» **Work instructions**
a) From the post about the cross of light, quote the passage starting with "My fever broke" and going on through "poked at me.".
b) Render this sentence from the post about the cross of light in Spanish: "My fever broke that night and in a couple days I was up and back to work."

» **Excerpted passage**
•••••

The good times are memories
In the drinking of elder men...

-- Larry E.
Time II

Saturday, October 30, 2010

Miracles in New Jersey and Beyond

In 1967 I became seriously ill, probably with the Flu. I lay in the darkened bedroom for several days growing worse. I was convinced one night I was going to die before morning. I rolled over and on the wall was a cross. Not a physical one that was hung there as decoration. That section of wall was just bare paint. This cross was formed by light.


My fever broke that night and in a couple days I was up and back to work.


I was also confused by that cross. I was an Atheist and crosses did not magically appear on your wall to cure you. It had to be how the moonlight or something came through the window.


But I had never seen it before. I had never seen any kind of light on that wall before. Every night for weeks afterward I lay in bed before going to sleep watching that wall to see if it would appear again so I could find the source. It never did and I forgot about it, at least consciously I told myself I forgot, but obviously I didn't or I couldn't tell you about it now. No, I didn't forget, I just pushed it aside where every once in a while it poked at me.

•••••

(Stored items)
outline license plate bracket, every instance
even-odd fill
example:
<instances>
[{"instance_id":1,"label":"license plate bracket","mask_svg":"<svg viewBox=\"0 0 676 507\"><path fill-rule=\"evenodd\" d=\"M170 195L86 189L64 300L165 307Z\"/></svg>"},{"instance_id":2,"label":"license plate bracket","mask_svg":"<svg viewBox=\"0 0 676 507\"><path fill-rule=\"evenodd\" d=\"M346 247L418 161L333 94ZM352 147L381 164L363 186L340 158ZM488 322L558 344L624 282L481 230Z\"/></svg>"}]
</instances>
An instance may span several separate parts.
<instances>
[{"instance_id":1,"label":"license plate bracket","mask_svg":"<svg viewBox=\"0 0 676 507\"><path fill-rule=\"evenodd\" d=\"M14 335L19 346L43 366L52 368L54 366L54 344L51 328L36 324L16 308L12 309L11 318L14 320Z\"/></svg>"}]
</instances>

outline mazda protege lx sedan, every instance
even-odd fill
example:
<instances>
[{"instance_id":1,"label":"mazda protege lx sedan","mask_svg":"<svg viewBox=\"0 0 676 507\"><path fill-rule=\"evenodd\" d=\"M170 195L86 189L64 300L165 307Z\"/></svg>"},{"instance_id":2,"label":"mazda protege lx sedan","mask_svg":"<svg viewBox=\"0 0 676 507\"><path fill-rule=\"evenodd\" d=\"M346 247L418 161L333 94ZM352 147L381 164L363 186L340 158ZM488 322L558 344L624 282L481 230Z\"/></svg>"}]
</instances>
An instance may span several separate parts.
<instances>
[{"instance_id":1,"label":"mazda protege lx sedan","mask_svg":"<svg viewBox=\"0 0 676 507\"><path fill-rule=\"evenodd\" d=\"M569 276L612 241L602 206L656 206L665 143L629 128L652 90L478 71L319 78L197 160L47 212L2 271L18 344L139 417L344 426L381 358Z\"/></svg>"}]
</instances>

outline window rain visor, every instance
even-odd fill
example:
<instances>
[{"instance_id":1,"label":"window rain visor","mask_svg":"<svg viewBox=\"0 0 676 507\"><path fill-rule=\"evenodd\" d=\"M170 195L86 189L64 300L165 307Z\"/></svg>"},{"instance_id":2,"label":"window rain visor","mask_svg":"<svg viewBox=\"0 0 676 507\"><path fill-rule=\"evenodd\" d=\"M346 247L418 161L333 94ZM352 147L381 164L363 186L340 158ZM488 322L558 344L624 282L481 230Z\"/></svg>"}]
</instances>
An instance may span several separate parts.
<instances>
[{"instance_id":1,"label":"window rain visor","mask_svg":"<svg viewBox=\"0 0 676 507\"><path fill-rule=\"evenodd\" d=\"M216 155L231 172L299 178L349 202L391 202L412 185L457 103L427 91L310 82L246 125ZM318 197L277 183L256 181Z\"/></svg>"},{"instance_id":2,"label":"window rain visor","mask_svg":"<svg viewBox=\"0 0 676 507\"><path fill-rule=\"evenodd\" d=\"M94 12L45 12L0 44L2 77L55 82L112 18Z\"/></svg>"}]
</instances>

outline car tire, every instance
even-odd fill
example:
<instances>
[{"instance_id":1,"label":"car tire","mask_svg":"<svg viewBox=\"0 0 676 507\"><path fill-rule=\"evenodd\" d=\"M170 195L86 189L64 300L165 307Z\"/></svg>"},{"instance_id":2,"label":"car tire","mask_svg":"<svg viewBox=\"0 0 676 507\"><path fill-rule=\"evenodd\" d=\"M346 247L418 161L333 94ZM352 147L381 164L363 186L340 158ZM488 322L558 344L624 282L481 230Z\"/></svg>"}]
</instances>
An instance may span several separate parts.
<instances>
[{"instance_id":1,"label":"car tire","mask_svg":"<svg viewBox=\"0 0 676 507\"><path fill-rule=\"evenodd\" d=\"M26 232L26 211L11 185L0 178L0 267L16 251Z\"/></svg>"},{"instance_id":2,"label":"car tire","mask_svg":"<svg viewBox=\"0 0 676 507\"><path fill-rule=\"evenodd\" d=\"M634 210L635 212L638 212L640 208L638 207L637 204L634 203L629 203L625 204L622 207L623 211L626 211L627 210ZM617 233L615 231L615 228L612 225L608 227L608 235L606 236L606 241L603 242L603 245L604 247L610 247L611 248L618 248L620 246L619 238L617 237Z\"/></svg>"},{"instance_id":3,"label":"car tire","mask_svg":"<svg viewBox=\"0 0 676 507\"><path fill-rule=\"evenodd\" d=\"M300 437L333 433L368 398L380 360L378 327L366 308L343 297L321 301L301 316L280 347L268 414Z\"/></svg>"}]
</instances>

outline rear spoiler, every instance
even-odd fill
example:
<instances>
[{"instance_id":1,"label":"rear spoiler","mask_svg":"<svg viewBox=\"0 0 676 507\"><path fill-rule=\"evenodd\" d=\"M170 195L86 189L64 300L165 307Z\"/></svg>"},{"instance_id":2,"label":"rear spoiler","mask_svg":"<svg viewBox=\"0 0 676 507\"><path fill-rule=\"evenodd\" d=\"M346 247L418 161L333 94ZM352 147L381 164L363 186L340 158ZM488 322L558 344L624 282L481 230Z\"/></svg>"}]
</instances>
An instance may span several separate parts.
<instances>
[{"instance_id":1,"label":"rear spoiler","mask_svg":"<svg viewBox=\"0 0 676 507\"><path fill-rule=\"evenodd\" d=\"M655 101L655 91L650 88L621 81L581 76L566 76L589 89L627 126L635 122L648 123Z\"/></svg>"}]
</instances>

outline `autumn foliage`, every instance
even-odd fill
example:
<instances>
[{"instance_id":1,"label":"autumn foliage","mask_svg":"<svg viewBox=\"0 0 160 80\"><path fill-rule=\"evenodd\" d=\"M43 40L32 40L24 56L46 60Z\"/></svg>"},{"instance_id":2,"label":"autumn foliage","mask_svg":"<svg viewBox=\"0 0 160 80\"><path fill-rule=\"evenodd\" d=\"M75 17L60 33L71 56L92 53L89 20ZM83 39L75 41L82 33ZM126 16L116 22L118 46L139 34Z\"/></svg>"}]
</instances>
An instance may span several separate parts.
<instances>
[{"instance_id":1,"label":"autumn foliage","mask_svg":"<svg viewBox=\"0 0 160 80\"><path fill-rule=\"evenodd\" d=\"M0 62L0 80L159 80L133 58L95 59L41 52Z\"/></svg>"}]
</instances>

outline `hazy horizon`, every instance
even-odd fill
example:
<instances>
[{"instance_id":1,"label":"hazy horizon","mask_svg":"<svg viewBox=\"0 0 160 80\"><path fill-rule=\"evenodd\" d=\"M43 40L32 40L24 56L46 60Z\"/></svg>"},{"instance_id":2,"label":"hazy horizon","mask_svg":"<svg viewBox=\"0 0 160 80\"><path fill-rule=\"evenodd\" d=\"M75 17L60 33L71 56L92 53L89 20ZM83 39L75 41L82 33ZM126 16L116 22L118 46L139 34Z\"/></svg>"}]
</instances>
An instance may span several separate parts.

•••••

» **Answers for this exercise**
a)
My fever broke that night and in a couple days I was up and back to work.


I was also confused by that cross. I was an Atheist and crosses did not magically appear on your wall to cure you. It had to be how the moonlight or something came through the window.


But I had never seen it before. I had never seen any kind of light on that wall before. Every night for weeks afterward I lay in bed before going to sleep watching that wall to see if it would appear again so I could find the source. It never did and I forgot about it, at least consciously I told myself I forgot, but obviously I didn't or I couldn't tell you about it now. No, I didn't forget, I just pushed it aside where every once in a while it poked at me.

b) Esa noche me bajó la fiebre y en un par de días pude levantarme y volver al trabajo.